Rewrite the entries from the line containing "In this picture, where can the dense" through the line containing "point(246, 117)", changing "dense forest" to "thick woodland" and leaving everything else unchanged.

--- start ---

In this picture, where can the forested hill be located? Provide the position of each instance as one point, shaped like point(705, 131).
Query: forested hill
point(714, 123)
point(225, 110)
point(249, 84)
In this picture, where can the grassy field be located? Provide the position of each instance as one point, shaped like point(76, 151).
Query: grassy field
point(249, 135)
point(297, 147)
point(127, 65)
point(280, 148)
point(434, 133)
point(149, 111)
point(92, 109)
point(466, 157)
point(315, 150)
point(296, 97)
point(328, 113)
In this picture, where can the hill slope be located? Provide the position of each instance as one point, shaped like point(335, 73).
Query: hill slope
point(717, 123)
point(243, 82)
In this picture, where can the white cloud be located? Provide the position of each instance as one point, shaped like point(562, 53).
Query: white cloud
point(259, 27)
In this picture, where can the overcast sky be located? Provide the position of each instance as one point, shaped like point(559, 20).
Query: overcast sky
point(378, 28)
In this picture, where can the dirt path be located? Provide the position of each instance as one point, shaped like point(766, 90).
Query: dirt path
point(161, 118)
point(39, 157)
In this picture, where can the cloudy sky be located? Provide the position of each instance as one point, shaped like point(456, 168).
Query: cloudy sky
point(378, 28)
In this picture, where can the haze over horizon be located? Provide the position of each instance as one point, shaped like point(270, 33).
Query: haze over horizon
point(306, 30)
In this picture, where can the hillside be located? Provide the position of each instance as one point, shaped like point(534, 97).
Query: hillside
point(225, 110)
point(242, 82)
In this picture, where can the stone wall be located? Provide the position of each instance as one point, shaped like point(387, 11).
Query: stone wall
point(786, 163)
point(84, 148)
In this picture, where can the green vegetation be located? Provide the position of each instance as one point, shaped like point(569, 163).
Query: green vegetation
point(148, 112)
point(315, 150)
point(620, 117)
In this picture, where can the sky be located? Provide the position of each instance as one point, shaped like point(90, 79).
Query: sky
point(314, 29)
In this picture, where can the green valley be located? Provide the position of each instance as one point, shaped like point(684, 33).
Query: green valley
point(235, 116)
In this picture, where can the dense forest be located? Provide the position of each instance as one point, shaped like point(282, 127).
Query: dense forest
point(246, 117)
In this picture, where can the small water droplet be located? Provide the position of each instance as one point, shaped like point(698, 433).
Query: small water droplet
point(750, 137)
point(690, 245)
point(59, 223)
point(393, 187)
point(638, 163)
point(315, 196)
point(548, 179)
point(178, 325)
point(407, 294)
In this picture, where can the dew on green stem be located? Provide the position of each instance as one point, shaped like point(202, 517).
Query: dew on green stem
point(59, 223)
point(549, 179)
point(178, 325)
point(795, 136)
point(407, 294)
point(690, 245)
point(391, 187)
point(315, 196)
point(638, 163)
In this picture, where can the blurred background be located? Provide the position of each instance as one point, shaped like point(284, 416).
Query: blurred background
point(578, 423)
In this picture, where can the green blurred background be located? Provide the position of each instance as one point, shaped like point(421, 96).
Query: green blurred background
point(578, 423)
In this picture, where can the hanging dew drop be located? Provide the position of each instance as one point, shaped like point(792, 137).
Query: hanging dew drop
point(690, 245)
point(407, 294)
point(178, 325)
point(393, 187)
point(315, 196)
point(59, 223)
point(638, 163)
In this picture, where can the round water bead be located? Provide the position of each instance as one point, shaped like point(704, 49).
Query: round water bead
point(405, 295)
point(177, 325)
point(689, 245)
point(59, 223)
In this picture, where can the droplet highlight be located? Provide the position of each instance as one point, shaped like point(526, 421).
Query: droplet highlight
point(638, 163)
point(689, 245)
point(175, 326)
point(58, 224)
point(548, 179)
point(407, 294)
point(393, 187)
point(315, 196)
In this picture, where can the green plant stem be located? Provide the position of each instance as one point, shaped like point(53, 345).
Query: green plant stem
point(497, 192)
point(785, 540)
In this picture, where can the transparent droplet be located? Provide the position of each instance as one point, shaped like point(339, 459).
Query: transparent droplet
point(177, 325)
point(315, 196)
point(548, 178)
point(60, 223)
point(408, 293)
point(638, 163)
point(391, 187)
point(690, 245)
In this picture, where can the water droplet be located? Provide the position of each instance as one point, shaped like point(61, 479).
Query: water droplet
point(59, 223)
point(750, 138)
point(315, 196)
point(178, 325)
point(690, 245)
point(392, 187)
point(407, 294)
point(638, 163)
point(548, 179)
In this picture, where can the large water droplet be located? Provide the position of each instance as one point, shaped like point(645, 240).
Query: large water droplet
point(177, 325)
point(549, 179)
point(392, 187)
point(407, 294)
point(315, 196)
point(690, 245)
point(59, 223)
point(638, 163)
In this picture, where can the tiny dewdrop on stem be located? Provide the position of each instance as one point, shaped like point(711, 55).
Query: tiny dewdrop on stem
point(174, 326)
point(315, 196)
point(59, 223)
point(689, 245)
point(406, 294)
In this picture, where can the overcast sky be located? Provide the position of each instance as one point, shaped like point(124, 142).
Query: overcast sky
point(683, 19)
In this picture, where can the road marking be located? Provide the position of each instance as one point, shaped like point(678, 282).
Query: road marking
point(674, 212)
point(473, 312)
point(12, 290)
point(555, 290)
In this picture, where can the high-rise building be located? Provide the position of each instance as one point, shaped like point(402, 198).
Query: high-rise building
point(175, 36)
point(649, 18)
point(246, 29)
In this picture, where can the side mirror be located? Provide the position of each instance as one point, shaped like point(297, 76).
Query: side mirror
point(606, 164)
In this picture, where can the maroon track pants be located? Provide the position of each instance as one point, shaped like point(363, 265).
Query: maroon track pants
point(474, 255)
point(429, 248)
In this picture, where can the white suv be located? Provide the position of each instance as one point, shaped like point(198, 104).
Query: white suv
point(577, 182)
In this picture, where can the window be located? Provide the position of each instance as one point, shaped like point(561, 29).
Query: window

--- end ---

__SOLVED EXERCISE__:
In this picture, where can the thick woodland be located? Provide the position of each instance as one point, shaped like point(282, 127).
Query: thick woodland
point(246, 117)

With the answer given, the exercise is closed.